TASK DIRECTIONS —
Without omitting anything, return the records precisely as given.

[Location identification entries]
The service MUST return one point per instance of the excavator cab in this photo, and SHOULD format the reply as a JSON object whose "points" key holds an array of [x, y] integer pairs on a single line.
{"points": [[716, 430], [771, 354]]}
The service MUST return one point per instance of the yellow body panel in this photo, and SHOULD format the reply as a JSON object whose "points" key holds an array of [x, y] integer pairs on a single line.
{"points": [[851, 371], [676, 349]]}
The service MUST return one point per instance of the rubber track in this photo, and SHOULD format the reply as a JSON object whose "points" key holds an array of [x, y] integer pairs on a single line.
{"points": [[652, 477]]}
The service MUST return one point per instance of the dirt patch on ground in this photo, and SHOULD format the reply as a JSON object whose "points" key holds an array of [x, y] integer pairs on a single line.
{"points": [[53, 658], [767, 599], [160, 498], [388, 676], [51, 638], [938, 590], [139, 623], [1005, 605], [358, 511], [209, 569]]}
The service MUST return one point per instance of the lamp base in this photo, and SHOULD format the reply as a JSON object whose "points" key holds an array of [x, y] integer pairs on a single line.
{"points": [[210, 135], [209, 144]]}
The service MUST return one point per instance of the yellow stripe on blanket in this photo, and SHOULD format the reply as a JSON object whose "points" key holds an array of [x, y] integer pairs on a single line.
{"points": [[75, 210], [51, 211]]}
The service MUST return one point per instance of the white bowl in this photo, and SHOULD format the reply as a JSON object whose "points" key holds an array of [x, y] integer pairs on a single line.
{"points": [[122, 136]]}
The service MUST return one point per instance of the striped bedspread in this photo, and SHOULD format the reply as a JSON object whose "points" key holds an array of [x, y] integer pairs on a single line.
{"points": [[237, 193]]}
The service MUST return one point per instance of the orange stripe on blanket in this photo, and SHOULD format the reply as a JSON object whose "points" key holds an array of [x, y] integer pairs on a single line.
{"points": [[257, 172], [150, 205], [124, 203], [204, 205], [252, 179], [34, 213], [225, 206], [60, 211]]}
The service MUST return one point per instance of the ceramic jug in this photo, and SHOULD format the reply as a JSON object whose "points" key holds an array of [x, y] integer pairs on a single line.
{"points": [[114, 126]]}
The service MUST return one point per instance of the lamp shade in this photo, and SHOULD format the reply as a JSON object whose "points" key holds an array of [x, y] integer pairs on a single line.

EXPECTED ANSWER —
The service MUST return one point per instance of the excavator cab in this photo, and SHOULD format the reply as a JSON object whose "points" key holds an array of [x, y] integer pairs on a single line.
{"points": [[716, 430], [771, 354]]}
The service MUST return one point per instance of the yellow body panel in this photo, and SHOULD format the reply as a JSON object whose "points" key holds an array of [x, y] integer pairs on a single line.
{"points": [[851, 371], [676, 349]]}
The service MUST return one point per instance of the rubber track in this photo, and SHOULD format the reply as a JSON object whose "points" key holds an array of [x, y] integer pairs on a single line.
{"points": [[652, 477]]}
The service MUST return one point per instance of the dirt patch on ground in this photo, and SHOULD format the reply as a JSON object whose "points" key holds an array of [x, y] integer pairs on a single line.
{"points": [[53, 658], [767, 599], [160, 498], [388, 676], [51, 638], [938, 590], [139, 623], [1005, 605], [358, 511], [209, 569]]}
The service MUST return one point per instance of the lamp base in this photo, and SHOULD format the reply as a JSON object whose "points" key holds an array of [x, y] integer pairs on a single line.
{"points": [[210, 135], [209, 144]]}
The service MUST return one point per instance of the yellow stripe on blanket in this photo, and SHOULD format the reply as a JSON object whose "points" key holds an array of [x, y] integer pairs on a single line.
{"points": [[75, 210], [51, 211]]}
The service MUST return one point per instance of the white bowl in this photo, and SHOULD format the reply as a JSON object whose "points" key holds an array of [x, y] integer pairs on a single line.
{"points": [[122, 136]]}
The service MUST return one point per instance of the striped bedspread in this photo, and SHOULD format the reply as a JSON object whose "points" key holds an array of [x, y] integer pairs on a single line.
{"points": [[237, 193]]}
The service MUST return one point per instance of the orange stripe on blanket in this photo, and SHOULD format the reply as a JSON object whose "points" key holds an array of [x, y] integer pairs on a single line.
{"points": [[257, 172], [150, 205], [124, 203], [204, 205], [252, 179], [34, 213], [225, 206], [60, 211]]}
The service MUST return one point per instance of the ceramic jug in this photo, and SHOULD format the reply as a JSON object whose "points" key holds an array of [x, y] integer pairs on a single line.
{"points": [[114, 126]]}
The service MUST return one point per instance of the lamp shade in this photo, and SHOULD format the reply as a JSON object whose "points" key holds an array of [x, y] integer pairs on a single line.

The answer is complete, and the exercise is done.